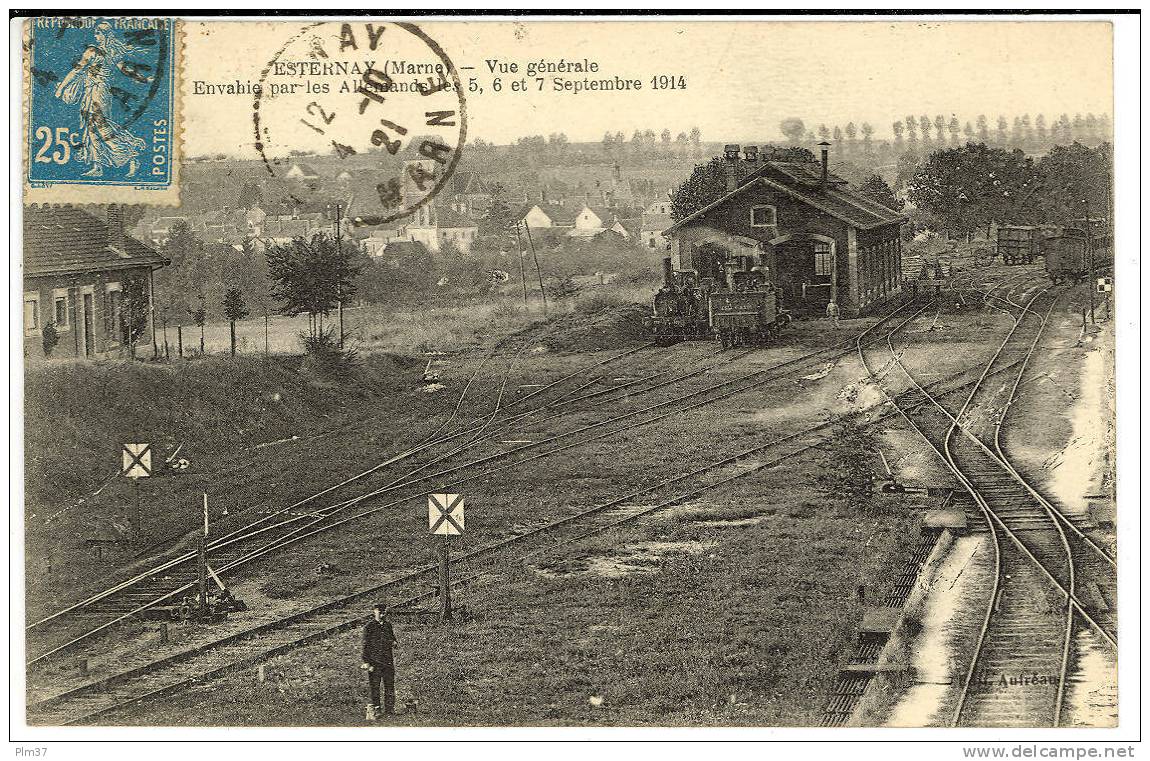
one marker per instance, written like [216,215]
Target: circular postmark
[378,104]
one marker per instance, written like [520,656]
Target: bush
[326,359]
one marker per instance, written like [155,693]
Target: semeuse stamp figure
[104,143]
[100,110]
[378,661]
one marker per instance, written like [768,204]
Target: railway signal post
[445,519]
[137,463]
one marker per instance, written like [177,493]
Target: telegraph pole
[1089,254]
[537,271]
[444,581]
[522,271]
[202,559]
[339,281]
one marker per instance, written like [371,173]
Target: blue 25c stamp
[101,104]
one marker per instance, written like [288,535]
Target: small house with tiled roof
[77,268]
[301,171]
[445,225]
[821,239]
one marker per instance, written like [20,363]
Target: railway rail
[181,670]
[176,576]
[1035,597]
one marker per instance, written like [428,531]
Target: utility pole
[537,271]
[139,513]
[444,581]
[1089,254]
[522,271]
[202,560]
[339,281]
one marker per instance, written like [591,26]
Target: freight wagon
[1019,245]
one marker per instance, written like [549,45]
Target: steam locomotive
[738,308]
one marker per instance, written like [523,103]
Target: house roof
[633,227]
[657,221]
[837,199]
[306,170]
[404,247]
[561,216]
[467,182]
[449,217]
[64,239]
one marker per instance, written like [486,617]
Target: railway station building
[77,266]
[821,239]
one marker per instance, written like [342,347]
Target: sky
[742,77]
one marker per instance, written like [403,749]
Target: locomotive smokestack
[825,147]
[730,154]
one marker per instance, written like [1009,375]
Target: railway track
[1018,673]
[152,679]
[177,575]
[169,579]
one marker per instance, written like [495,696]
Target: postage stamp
[101,110]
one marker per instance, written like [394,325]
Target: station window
[60,308]
[112,299]
[764,216]
[822,259]
[31,314]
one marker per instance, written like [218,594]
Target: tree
[1040,128]
[706,184]
[200,317]
[925,128]
[1001,133]
[867,137]
[792,129]
[971,186]
[1063,130]
[907,164]
[983,130]
[135,309]
[878,189]
[493,227]
[1074,177]
[234,308]
[188,275]
[312,276]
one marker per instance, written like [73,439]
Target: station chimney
[825,148]
[730,154]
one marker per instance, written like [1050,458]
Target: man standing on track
[378,661]
[833,313]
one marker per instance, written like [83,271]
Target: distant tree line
[922,133]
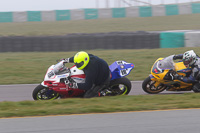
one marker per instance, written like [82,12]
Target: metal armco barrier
[75,42]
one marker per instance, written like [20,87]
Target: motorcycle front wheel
[43,93]
[120,86]
[148,86]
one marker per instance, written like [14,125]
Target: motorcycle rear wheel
[120,86]
[43,93]
[148,86]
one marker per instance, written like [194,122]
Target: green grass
[177,22]
[99,105]
[28,68]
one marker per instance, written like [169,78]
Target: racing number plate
[50,74]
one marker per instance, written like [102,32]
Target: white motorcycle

★ ★ ★ ★ ★ ★ ★

- _EXERCISE PROMPT_: Reproducing the whole listing above is not the task. Copy exactly only the lines from the one with "one marker per instance, written like [155,693]" to the one with "one marker per instance, written like [394,325]", both kept.

- _EXPECTED ANSWER_:
one marker per instance, written like [155,693]
Target: semeuse stamp figure
[104,143]
[100,110]
[378,661]
one marker per instance, written like [768,204]
Target: railway signal post
[445,519]
[137,463]
one marker per instance, written like [177,493]
Target: telegraph pole
[1089,254]
[537,271]
[444,581]
[522,271]
[202,559]
[339,281]
one marker per instance, written like [371,173]
Target: blue 25c stamp
[101,104]
one marker per instance, written like [288,535]
Target: small house with tiled roof
[77,268]
[301,171]
[445,225]
[821,239]
one marker per instance, written like [20,363]
Target: railway rail
[181,670]
[176,576]
[1035,597]
one marker per instance, written like [428,531]
Target: utility pole
[537,271]
[139,513]
[444,581]
[1089,254]
[522,271]
[202,560]
[339,281]
one marker per instance, written like [591,26]
Target: freight wagon
[1019,245]
one marker per instance, written like [549,45]
Target: steam locomotive
[738,308]
one marker per instance, written like [523,103]
Target: house roof
[633,227]
[657,221]
[837,199]
[306,170]
[404,247]
[561,216]
[467,182]
[449,217]
[64,239]
one marker per instance, written like [486,617]
Target: railway station building
[77,266]
[821,239]
one marker per instance, written like [342,347]
Target: sky
[742,77]
one marker per instance, written like [403,749]
Target: locomotive smokestack
[825,147]
[730,154]
one marker per instance, written like [1009,375]
Target: railway track
[1018,673]
[152,679]
[177,575]
[169,579]
one marker per instance, written like [495,696]
Target: postage stamp
[101,110]
one marker per instance, written like [394,325]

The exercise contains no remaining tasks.